ACTIVITY:
Please retype exactly, and with nothing added, the lines of the material from the one with "Reviewer note: confirm that every instance of the shoreline" through the final one.

================================

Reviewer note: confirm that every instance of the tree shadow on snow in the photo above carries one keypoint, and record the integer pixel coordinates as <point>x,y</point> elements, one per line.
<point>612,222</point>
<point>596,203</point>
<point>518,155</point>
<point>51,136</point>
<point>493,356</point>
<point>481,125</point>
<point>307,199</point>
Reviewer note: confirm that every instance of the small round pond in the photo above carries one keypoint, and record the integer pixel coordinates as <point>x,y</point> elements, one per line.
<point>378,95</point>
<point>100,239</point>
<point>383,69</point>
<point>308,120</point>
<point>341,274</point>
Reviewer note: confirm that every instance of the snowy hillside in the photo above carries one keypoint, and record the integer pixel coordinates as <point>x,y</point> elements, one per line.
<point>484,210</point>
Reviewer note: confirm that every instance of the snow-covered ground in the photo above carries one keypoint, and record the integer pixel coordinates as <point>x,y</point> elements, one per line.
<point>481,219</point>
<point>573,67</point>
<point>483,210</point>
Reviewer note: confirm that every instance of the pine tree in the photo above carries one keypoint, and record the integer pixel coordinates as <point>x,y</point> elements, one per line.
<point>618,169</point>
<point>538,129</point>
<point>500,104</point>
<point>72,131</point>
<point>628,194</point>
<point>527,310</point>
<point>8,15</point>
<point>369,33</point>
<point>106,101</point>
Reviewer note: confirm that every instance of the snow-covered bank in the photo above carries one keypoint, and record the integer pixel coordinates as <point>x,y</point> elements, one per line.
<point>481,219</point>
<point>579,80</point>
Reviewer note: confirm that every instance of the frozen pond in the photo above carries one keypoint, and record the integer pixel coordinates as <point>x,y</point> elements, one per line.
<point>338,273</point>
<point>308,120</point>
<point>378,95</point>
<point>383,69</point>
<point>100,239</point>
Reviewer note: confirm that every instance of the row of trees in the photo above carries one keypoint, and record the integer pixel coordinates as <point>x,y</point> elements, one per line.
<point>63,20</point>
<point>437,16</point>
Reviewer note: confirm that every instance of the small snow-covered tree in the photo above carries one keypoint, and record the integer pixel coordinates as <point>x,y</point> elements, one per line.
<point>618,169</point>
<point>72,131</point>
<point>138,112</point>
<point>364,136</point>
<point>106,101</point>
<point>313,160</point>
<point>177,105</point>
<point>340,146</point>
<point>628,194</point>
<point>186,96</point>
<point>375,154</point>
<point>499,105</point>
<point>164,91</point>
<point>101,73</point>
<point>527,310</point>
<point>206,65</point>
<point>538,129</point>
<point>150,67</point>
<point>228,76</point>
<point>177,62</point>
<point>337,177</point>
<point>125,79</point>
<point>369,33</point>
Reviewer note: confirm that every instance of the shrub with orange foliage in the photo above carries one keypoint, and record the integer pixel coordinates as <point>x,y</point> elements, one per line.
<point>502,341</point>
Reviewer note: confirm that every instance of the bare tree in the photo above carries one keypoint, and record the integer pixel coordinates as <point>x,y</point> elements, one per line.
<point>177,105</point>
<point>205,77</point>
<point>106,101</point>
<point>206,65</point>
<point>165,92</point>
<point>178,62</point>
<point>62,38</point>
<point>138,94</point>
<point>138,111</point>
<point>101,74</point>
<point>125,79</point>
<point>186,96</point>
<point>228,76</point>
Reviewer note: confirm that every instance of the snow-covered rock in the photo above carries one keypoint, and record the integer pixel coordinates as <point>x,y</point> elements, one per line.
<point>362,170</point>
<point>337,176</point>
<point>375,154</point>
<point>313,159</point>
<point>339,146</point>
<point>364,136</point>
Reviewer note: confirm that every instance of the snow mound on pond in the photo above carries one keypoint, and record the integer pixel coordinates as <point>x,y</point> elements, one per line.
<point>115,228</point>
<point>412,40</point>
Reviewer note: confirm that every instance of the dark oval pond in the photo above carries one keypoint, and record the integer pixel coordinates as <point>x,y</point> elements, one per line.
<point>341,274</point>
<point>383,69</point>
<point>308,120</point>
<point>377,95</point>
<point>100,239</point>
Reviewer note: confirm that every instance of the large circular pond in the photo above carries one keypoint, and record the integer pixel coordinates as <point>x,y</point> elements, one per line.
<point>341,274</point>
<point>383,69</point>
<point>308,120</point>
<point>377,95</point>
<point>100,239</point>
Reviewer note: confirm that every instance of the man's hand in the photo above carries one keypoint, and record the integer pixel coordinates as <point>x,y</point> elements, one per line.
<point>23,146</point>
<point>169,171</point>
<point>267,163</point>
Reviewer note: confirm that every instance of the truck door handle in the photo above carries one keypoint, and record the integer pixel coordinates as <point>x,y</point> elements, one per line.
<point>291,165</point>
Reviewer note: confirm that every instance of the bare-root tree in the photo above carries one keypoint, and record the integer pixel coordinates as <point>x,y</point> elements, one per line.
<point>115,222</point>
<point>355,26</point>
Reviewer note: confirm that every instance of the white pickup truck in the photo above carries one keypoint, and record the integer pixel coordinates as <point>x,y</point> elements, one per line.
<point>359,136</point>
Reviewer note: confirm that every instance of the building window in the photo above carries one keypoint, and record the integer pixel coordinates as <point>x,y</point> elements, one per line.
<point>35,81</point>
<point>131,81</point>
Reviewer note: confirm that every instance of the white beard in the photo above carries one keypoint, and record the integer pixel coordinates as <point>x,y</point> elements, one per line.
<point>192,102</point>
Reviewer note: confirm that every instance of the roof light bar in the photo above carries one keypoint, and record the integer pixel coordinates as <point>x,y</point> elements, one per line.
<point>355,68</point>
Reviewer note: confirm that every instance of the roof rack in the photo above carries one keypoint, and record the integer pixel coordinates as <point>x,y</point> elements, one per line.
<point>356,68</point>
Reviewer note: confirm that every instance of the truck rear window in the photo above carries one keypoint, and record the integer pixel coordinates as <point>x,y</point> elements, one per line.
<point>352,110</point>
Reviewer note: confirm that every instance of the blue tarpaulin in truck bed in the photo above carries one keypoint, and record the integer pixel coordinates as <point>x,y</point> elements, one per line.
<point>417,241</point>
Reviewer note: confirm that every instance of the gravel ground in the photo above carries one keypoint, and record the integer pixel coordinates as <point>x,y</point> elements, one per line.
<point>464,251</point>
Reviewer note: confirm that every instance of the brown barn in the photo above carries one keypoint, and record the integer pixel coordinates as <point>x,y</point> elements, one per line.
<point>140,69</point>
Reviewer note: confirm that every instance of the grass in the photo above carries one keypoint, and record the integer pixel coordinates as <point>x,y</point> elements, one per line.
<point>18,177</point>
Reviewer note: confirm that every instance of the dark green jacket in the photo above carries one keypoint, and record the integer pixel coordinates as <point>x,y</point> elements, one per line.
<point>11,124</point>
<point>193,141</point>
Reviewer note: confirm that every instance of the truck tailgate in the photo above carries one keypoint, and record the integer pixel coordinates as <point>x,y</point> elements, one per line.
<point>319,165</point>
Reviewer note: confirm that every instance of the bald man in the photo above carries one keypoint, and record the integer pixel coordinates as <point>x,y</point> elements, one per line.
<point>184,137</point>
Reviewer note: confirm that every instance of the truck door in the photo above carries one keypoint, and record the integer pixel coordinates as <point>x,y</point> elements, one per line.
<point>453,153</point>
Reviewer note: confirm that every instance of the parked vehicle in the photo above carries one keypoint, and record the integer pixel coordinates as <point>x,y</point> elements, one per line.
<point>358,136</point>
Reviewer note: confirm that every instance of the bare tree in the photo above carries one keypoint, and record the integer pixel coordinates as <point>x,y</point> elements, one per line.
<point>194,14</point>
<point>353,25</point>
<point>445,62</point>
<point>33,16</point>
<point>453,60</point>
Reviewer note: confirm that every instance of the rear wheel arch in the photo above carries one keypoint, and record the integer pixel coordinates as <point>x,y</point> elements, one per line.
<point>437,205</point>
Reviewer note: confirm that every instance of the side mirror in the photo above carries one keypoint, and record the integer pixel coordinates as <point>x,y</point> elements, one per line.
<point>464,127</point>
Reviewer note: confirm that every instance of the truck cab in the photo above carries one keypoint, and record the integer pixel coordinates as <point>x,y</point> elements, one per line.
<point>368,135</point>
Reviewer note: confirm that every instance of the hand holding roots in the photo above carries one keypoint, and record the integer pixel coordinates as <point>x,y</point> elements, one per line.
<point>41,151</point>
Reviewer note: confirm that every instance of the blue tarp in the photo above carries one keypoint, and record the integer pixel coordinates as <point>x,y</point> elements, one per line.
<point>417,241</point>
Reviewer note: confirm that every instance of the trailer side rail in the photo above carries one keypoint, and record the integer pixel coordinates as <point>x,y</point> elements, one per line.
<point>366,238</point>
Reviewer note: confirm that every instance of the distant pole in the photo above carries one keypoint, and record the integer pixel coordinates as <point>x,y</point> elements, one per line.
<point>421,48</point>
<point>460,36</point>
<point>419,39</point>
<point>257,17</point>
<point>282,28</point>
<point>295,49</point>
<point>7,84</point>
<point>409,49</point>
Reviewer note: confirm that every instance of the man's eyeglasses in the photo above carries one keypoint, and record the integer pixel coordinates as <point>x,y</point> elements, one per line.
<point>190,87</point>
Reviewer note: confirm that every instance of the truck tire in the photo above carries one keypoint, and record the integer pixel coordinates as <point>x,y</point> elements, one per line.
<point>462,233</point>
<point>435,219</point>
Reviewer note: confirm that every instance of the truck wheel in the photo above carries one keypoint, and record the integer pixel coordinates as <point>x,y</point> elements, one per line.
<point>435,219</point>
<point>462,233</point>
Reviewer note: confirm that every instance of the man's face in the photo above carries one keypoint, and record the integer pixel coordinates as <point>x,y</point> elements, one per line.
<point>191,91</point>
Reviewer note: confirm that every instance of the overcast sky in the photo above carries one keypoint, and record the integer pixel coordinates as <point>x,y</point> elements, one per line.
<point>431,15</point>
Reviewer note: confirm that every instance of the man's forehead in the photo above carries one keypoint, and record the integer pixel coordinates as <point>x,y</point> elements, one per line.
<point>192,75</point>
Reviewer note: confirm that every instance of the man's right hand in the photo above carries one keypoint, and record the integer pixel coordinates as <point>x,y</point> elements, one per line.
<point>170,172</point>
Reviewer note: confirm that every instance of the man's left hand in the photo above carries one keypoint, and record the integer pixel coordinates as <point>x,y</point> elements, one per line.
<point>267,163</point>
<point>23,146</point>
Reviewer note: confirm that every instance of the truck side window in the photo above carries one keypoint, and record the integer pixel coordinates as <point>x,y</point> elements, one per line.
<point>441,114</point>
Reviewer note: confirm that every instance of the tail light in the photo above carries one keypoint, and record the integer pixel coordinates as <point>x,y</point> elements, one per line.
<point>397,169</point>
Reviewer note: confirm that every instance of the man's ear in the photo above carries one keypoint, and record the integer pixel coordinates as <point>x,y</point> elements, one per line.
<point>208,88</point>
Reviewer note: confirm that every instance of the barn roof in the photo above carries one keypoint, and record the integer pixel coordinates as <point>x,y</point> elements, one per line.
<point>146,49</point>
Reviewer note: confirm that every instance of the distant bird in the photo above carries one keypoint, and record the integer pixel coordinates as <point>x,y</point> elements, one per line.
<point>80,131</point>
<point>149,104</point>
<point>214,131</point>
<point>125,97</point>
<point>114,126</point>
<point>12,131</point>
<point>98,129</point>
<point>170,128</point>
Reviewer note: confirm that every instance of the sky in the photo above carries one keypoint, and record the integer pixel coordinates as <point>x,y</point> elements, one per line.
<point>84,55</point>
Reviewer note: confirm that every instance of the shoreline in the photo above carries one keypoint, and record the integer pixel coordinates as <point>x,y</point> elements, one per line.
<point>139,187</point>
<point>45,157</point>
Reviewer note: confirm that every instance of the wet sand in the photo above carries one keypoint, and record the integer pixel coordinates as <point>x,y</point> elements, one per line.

================================

OUTPUT BELOW:
Reviewer note: confirm that every instance of the shoreline in the photo above carries one keypoint, and record the integer pixel coordinates as <point>x,y</point> elements, one per line.
<point>139,187</point>
<point>45,157</point>
Reviewer note: confirm that every instance of the wet sand in the photo above carries one keypoint, and record the integer pixel coordinates as <point>x,y</point> elements, one per line.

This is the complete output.